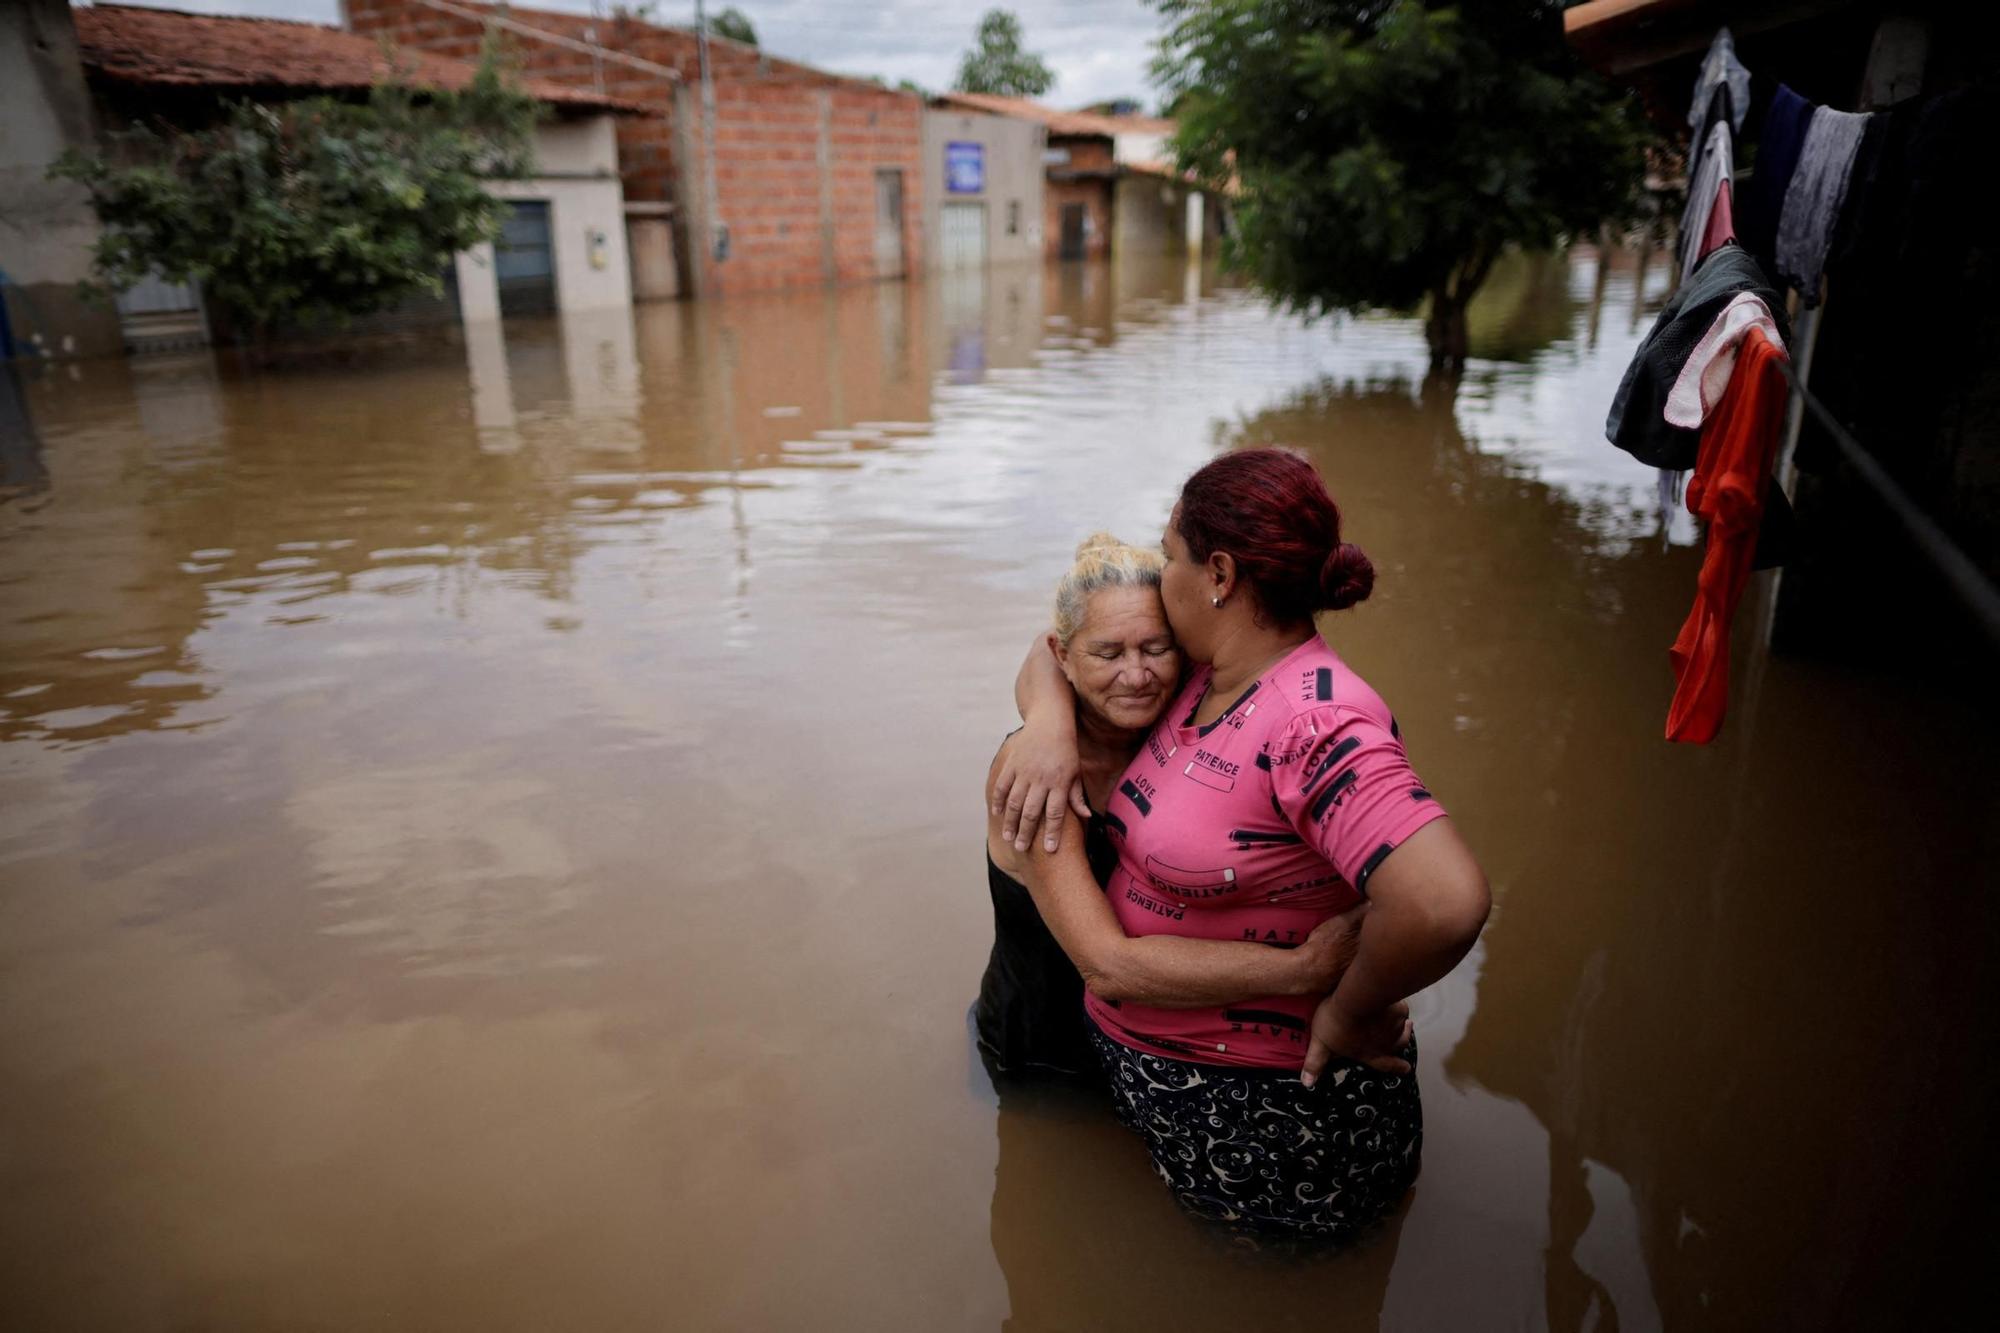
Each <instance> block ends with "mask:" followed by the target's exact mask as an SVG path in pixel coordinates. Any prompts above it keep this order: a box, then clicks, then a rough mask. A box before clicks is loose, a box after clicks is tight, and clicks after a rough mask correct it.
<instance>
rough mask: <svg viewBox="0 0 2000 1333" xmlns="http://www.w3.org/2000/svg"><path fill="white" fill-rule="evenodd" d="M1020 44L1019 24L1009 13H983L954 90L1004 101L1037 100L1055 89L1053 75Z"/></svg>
mask: <svg viewBox="0 0 2000 1333" xmlns="http://www.w3.org/2000/svg"><path fill="white" fill-rule="evenodd" d="M1020 44H1022V34H1020V20H1018V18H1014V14H1012V12H1008V10H986V18H982V20H980V28H978V32H976V34H974V38H972V50H968V52H966V54H964V58H962V60H960V62H958V84H956V88H958V90H960V92H994V94H1000V96H1006V98H1038V96H1042V94H1044V92H1048V90H1050V88H1054V86H1056V74H1054V72H1052V70H1050V68H1048V66H1046V64H1042V58H1040V56H1036V54H1032V52H1026V50H1022V48H1020Z"/></svg>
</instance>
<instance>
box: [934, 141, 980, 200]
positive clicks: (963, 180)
mask: <svg viewBox="0 0 2000 1333" xmlns="http://www.w3.org/2000/svg"><path fill="white" fill-rule="evenodd" d="M944 190H946V192H948V194H980V192H982V190H986V144H946V146H944Z"/></svg>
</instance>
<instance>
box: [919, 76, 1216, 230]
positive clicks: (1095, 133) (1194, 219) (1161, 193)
mask: <svg viewBox="0 0 2000 1333" xmlns="http://www.w3.org/2000/svg"><path fill="white" fill-rule="evenodd" d="M936 104H938V106H946V108H962V110H974V112H986V114H992V116H1012V118H1016V120H1030V122H1034V124H1040V126H1044V128H1046V130H1048V154H1046V174H1048V182H1046V188H1044V220H1042V236H1044V252H1046V256H1048V258H1052V260H1080V258H1106V256H1110V254H1186V252H1190V250H1200V248H1202V244H1204V242H1206V240H1214V238H1216V236H1220V228H1222V218H1224V210H1222V206H1220V204H1222V200H1218V198H1216V196H1212V194H1208V192H1206V190H1198V188H1196V186H1192V184H1188V182H1186V180H1184V178H1182V176H1180V172H1178V170H1174V166H1172V164H1170V162H1168V160H1166V158H1168V150H1166V140H1168V136H1170V134H1172V132H1174V122H1172V120H1158V118H1154V116H1104V114H1098V112H1066V110H1056V108H1054V106H1042V104H1040V102H1030V100H1028V98H1002V96H992V94H984V92H944V94H938V98H936Z"/></svg>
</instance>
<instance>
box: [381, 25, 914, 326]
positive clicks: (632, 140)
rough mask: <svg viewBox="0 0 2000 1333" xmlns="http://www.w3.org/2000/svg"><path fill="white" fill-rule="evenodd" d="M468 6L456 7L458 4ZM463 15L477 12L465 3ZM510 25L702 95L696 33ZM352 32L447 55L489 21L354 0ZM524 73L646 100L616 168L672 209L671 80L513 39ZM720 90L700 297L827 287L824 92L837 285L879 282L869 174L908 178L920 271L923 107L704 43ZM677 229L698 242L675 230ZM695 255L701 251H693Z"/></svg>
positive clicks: (675, 167) (816, 74) (683, 230)
mask: <svg viewBox="0 0 2000 1333" xmlns="http://www.w3.org/2000/svg"><path fill="white" fill-rule="evenodd" d="M454 2H462V0H454ZM462 8H478V6H476V4H462ZM508 16H510V18H512V20H514V22H520V24H526V26H530V28H542V30H546V32H556V34H560V36H566V38H572V40H596V42H598V44H602V46H606V48H612V50H620V52H624V54H628V56H638V58H640V60H650V62H654V64H660V66H668V68H672V70H678V72H680V76H682V84H684V86H686V88H688V90H690V94H698V88H700V54H698V42H696V38H694V34H692V32H688V30H682V28H654V26H650V24H642V22H630V20H606V22H594V20H592V18H588V16H582V14H554V12H548V10H528V8H518V6H514V8H510V10H508ZM348 18H350V24H352V28H354V30H356V32H384V34H390V36H392V38H394V40H398V42H402V44H408V46H420V48H424V50H434V52H440V54H448V56H460V58H472V56H476V54H478V48H480V38H482V34H484V24H480V22H476V20H468V18H456V16H452V14H444V12H438V10H432V8H428V6H424V4H418V2H416V0H348ZM508 40H510V44H512V48H514V50H516V54H518V56H520V64H522V72H524V74H528V76H530V78H546V80H550V82H560V84H568V86H576V88H596V86H598V78H600V76H602V90H604V92H606V94H610V96H618V98H630V100H634V102H646V104H652V106H656V108H658V112H660V114H658V116H620V122H618V166H620V174H622V176H624V190H626V198H628V200H660V202H682V200H680V192H682V190H680V176H682V172H680V168H682V164H680V162H678V160H676V154H674V140H676V124H674V118H676V110H674V108H676V98H674V84H672V82H670V80H666V78H662V76H658V74H648V72H642V70H634V68H630V66H622V64H616V62H608V60H606V62H602V64H600V62H596V60H592V56H588V54H582V52H574V50H564V48H560V46H552V44H548V42H534V40H532V38H526V36H520V34H510V36H508ZM708 64H710V74H712V78H714V84H716V196H718V200H720V208H718V216H720V218H722V220H724V222H728V224H730V260H728V262H724V264H706V270H704V272H702V274H700V290H702V292H722V290H758V288H776V286H804V284H816V282H824V280H826V264H824V238H822V228H820V170H818V128H820V104H822V94H830V98H832V116H830V144H828V148H830V152H828V164H830V174H832V204H834V208H832V212H834V276H836V280H858V278H876V276H882V274H878V270H876V258H874V222H876V216H874V214H876V170H878V168H900V170H902V172H904V182H902V194H904V208H902V218H904V270H906V272H918V270H920V268H922V256H924V250H922V244H924V236H922V178H920V172H922V162H924V154H922V142H920V138H922V102H920V100H918V98H914V96H908V94H900V92H890V90H886V88H876V86H872V84H868V82H862V80H852V78H840V76H838V74H824V72H820V70H814V68H810V66H802V64H792V62H788V60H776V58H770V56H762V54H760V52H756V50H754V48H750V46H738V44H736V42H724V40H714V42H710V44H708ZM682 104H684V106H688V108H690V110H692V112H694V114H692V116H690V122H688V124H686V134H688V140H686V142H688V144H690V146H692V148H694V152H696V160H694V162H688V164H686V166H688V178H690V180H694V182H696V186H698V182H700V144H702V126H700V98H698V96H690V98H686V100H684V102H682ZM676 234H692V228H688V226H676ZM698 258H702V256H698Z"/></svg>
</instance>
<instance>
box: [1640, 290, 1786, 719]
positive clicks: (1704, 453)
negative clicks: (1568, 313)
mask: <svg viewBox="0 0 2000 1333" xmlns="http://www.w3.org/2000/svg"><path fill="white" fill-rule="evenodd" d="M1784 358H1786V354H1784V346H1782V344H1778V342H1772V340H1770V338H1768V336H1764V330H1762V328H1750V330H1748V332H1746V334H1744V342H1742V350H1738V354H1736V372H1734V374H1732V376H1730V386H1728V390H1726V392H1724V394H1722V402H1718V404H1716V410H1714V414H1710V418H1708V424H1706V426H1704V428H1702V446H1700V452H1698V454H1696V458H1694V472H1692V474H1690V476H1688V512H1692V514H1694V516H1696V518H1704V520H1706V522H1708V550H1706V554H1704V556H1702V576H1700V580H1698V584H1696V592H1694V608H1692V610H1688V620H1686V622H1684V624H1682V626H1680V636H1678V638H1674V646H1672V648H1670V650H1668V656H1670V658H1672V662H1674V681H1676V687H1674V703H1672V705H1668V711H1666V739H1668V741H1686V743H1692V745H1706V743H1708V741H1714V739H1716V733H1718V731H1720V729H1722V713H1724V711H1726V709H1728V703H1730V620H1732V618H1734V616H1736V602H1738V600H1742V594H1744V584H1748V582H1750V558H1752V556H1754V554H1756V528H1758V522H1760V520H1762V516H1764V494H1766V484H1764V482H1766V478H1768V476H1770V460H1772V452H1774V450H1776V448H1778V432H1780V428H1782V426H1784V402H1786V378H1784V372H1782V370H1780V368H1778V362H1780V360H1784Z"/></svg>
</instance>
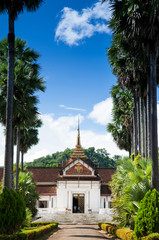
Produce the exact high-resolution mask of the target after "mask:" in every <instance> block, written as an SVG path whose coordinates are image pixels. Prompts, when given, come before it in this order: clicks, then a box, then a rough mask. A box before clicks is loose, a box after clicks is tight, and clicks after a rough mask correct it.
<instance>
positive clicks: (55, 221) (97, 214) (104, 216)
mask: <svg viewBox="0 0 159 240" xmlns="http://www.w3.org/2000/svg"><path fill="white" fill-rule="evenodd" d="M35 221H38V222H59V224H63V225H65V224H66V225H67V224H68V225H76V224H80V225H96V224H97V223H98V222H112V217H111V216H109V215H107V214H82V213H77V214H72V213H68V214H45V215H43V216H39V217H38V219H36V220H35Z"/></svg>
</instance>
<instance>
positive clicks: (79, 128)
mask: <svg viewBox="0 0 159 240" xmlns="http://www.w3.org/2000/svg"><path fill="white" fill-rule="evenodd" d="M77 131H78V135H77V146H79V145H81V141H80V128H79V115H78V128H77Z"/></svg>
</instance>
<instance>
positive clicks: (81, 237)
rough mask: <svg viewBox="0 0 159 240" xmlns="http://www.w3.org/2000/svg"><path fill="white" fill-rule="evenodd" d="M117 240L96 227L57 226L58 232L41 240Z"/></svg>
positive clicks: (78, 225) (65, 225) (95, 226)
mask: <svg viewBox="0 0 159 240" xmlns="http://www.w3.org/2000/svg"><path fill="white" fill-rule="evenodd" d="M55 239H56V240H91V239H92V240H100V239H101V240H102V239H108V240H117V238H113V237H112V236H111V235H109V234H106V233H105V232H104V231H102V230H99V228H98V226H97V225H59V230H58V231H57V232H54V233H53V234H52V235H50V236H47V237H45V238H43V239H41V240H55Z"/></svg>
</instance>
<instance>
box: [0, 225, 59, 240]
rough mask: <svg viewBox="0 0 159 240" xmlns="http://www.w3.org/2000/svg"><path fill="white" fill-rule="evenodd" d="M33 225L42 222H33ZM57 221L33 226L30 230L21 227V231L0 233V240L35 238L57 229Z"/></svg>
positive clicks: (41, 235) (12, 239)
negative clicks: (11, 232) (16, 232)
mask: <svg viewBox="0 0 159 240" xmlns="http://www.w3.org/2000/svg"><path fill="white" fill-rule="evenodd" d="M33 224H34V225H36V224H37V226H40V225H41V224H43V223H33ZM57 227H58V223H55V222H52V223H49V224H48V223H45V225H42V226H41V227H38V228H34V229H31V230H25V229H22V230H21V232H19V233H17V234H13V235H0V240H36V239H38V238H39V237H41V236H43V235H45V234H47V233H49V232H51V231H53V230H54V229H57Z"/></svg>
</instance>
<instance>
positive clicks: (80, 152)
mask: <svg viewBox="0 0 159 240" xmlns="http://www.w3.org/2000/svg"><path fill="white" fill-rule="evenodd" d="M77 132H78V134H77V144H76V147H75V149H74V151H73V153H72V155H71V159H72V160H74V159H77V158H81V159H84V160H85V159H86V158H87V157H86V155H85V154H84V152H83V149H82V147H81V140H80V128H79V117H78V129H77Z"/></svg>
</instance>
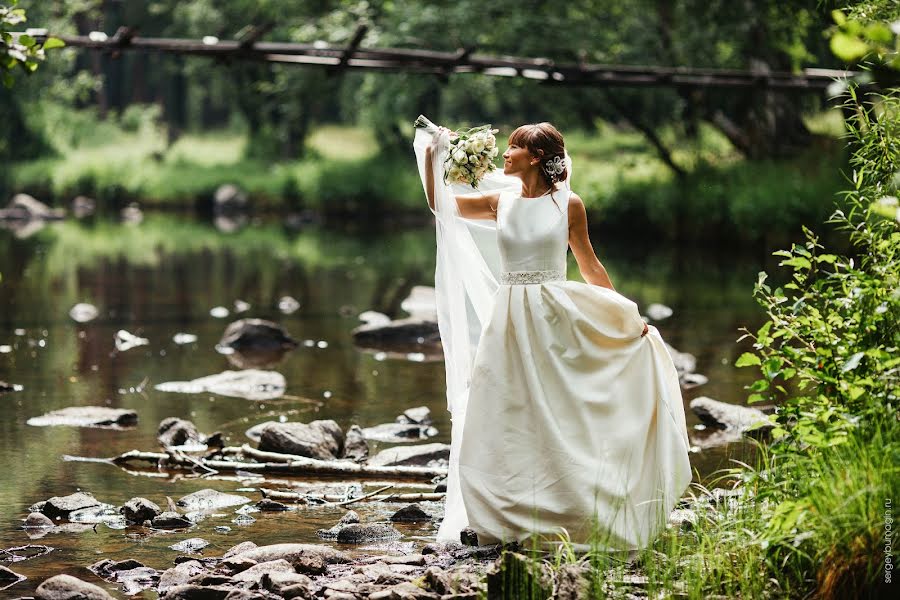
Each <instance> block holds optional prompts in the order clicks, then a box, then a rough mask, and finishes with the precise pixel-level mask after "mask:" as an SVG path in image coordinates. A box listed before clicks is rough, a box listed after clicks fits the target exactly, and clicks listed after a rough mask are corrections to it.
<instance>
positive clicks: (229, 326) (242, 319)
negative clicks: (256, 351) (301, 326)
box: [219, 319, 297, 353]
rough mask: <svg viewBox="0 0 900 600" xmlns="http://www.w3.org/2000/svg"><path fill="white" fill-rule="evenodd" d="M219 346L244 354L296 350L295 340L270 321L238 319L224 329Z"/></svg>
mask: <svg viewBox="0 0 900 600" xmlns="http://www.w3.org/2000/svg"><path fill="white" fill-rule="evenodd" d="M219 346H223V347H227V348H234V349H235V350H238V351H240V352H245V353H246V352H248V351H252V350H274V349H285V348H286V349H290V348H296V347H297V340H295V339H294V338H292V337H291V336H290V335H289V334H288V332H287V330H285V328H284V327H282V326H281V325H278V324H277V323H273V322H272V321H265V320H263V319H240V320H238V321H235V322H233V323H232V324H230V325H229V326H228V327H226V328H225V333H223V334H222V339H220V340H219Z"/></svg>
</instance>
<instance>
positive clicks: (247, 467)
mask: <svg viewBox="0 0 900 600" xmlns="http://www.w3.org/2000/svg"><path fill="white" fill-rule="evenodd" d="M222 454H225V455H229V454H230V455H235V456H239V457H243V458H245V459H247V458H249V459H253V460H252V461H250V460H222V459H220V458H213V457H196V458H195V457H193V456H189V455H187V454H185V453H182V452H175V451H173V450H169V451H168V452H142V451H140V450H131V451H129V452H125V453H123V454H120V455H118V456H113V457H110V458H101V459H90V458H80V457H66V458H67V459H68V460H82V461H91V462H105V463H109V464H113V465H117V466H120V467H124V466H126V465H129V464H132V463H147V464H150V465H152V466H154V467H156V468H158V469H164V470H172V471H183V470H188V471H196V470H201V471H204V472H206V473H208V474H217V473H219V472H222V471H224V472H235V471H246V472H248V473H254V474H257V473H259V474H268V473H277V474H279V475H314V476H317V477H349V478H355V479H360V478H362V479H382V480H388V481H391V480H399V481H405V480H414V481H430V480H432V479H434V478H435V477H444V476H446V475H447V469H444V468H433V467H407V466H396V467H386V466H368V465H365V464H358V463H355V462H351V461H339V460H333V461H331V460H328V461H326V460H317V459H314V458H307V457H305V456H296V455H292V454H279V453H277V452H263V451H260V450H256V449H255V448H251V447H250V446H248V445H246V444H245V445H244V446H241V447H240V448H233V447H232V448H225V449H223V451H222ZM211 456H215V455H211Z"/></svg>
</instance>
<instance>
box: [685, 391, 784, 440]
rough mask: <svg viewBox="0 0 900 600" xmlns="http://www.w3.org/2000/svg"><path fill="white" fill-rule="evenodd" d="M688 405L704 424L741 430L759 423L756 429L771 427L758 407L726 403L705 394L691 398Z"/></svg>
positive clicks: (770, 427) (754, 425)
mask: <svg viewBox="0 0 900 600" xmlns="http://www.w3.org/2000/svg"><path fill="white" fill-rule="evenodd" d="M690 407H691V410H693V411H694V412H695V413H696V414H697V416H698V417H700V419H701V420H702V421H703V422H704V423H705V424H707V425H711V426H713V427H718V428H720V429H725V430H728V431H741V432H743V431H746V430H747V429H749V428H751V427H755V426H757V425H761V427H760V428H759V429H757V431H766V430H768V429H771V428H772V424H771V422H770V421H769V418H768V417H767V416H766V414H765V413H764V412H762V411H761V410H759V409H758V408H751V407H749V406H740V405H737V404H727V403H725V402H719V401H718V400H713V399H712V398H707V397H706V396H700V397H698V398H694V399H693V400H691V403H690Z"/></svg>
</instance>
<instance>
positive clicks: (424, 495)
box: [259, 488, 446, 503]
mask: <svg viewBox="0 0 900 600" xmlns="http://www.w3.org/2000/svg"><path fill="white" fill-rule="evenodd" d="M378 491H381V490H378ZM259 492H260V493H261V494H262V495H263V498H269V499H271V500H280V501H285V502H294V503H299V502H304V501H308V500H315V501H320V502H333V503H340V502H341V501H342V500H346V496H341V495H339V494H312V493H310V494H304V493H302V492H281V491H278V490H270V489H268V488H259ZM444 496H446V494H444V493H443V492H440V493H430V492H425V493H412V494H384V495H374V496H373V495H366V496H361V497H359V498H355V499H354V501H356V502H359V501H362V500H365V501H366V502H441V501H443V499H444Z"/></svg>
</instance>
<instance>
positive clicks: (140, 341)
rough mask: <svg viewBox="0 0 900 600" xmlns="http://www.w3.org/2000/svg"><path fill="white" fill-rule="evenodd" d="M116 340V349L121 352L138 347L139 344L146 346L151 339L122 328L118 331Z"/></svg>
mask: <svg viewBox="0 0 900 600" xmlns="http://www.w3.org/2000/svg"><path fill="white" fill-rule="evenodd" d="M115 342H116V350H118V351H119V352H126V351H128V350H131V349H132V348H137V347H138V346H146V345H147V344H149V343H150V340H148V339H147V338H142V337H139V336H136V335H134V334H133V333H131V332H128V331H125V330H124V329H120V330H119V331H117V332H116V337H115Z"/></svg>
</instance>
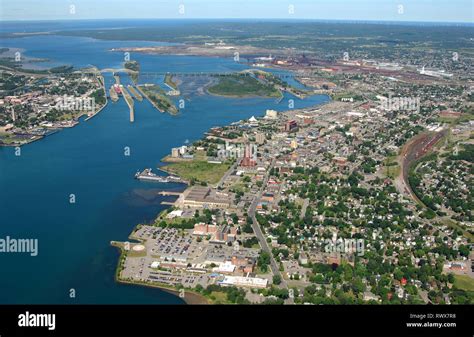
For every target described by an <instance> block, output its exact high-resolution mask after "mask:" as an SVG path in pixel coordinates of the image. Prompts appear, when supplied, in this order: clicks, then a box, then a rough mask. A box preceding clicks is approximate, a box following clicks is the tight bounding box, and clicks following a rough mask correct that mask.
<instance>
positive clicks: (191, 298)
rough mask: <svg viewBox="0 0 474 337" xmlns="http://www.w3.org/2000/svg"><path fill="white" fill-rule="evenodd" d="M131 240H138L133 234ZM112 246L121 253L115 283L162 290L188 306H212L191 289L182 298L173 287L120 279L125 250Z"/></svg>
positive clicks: (116, 268)
mask: <svg viewBox="0 0 474 337" xmlns="http://www.w3.org/2000/svg"><path fill="white" fill-rule="evenodd" d="M139 225H140V224H137V225H136V226H135V227H134V228H133V231H132V233H133V232H134V231H135V229H136V228H137V226H139ZM129 239H130V240H137V239H136V238H133V237H132V234H130V236H129ZM138 241H139V242H142V241H141V240H138ZM110 245H111V246H112V247H115V248H117V249H118V250H119V252H120V256H119V258H118V260H119V262H118V263H117V267H116V268H115V275H114V280H115V282H117V283H121V284H128V285H132V286H141V287H149V288H157V289H160V290H162V291H165V292H167V293H170V294H172V295H175V296H176V297H179V298H181V299H182V300H183V301H184V302H185V303H186V304H187V305H205V304H210V303H209V300H208V299H207V298H206V297H205V296H203V295H202V294H200V293H198V292H196V291H193V290H190V289H184V288H182V289H184V297H181V296H180V289H177V288H174V287H171V286H167V285H164V284H163V285H162V284H153V283H147V282H143V281H128V280H124V279H122V278H121V277H120V272H121V270H119V268H120V267H121V262H120V261H121V260H122V258H123V256H124V250H123V248H122V247H121V246H120V244H118V242H116V241H111V242H110Z"/></svg>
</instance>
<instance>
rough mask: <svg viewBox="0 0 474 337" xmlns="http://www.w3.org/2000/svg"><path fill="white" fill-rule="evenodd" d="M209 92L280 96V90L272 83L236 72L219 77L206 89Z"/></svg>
::::::::
- About this exercise: From the material above, pull out every line that contains the word "loose".

- Task result:
Each <instance> block ends with "mask:" followed by the target's exact mask as an SVG path in pixel coordinates. Any prompts above it keep this order: a box, then clicks, then a rough mask. A box before clicks is loose, a box after clicks is tight, and clicks after a rough mask correct it.
Produce the exact high-resolution mask of the target after "mask:" in every <instance> block, written as an SVG path whose coordinates are image pixels. Prompts, when given, come before it in this order: clicks, then a box, then a rough mask. A box before clicks is loose, a box after clicks is tight, and clicks after a rough mask correct it.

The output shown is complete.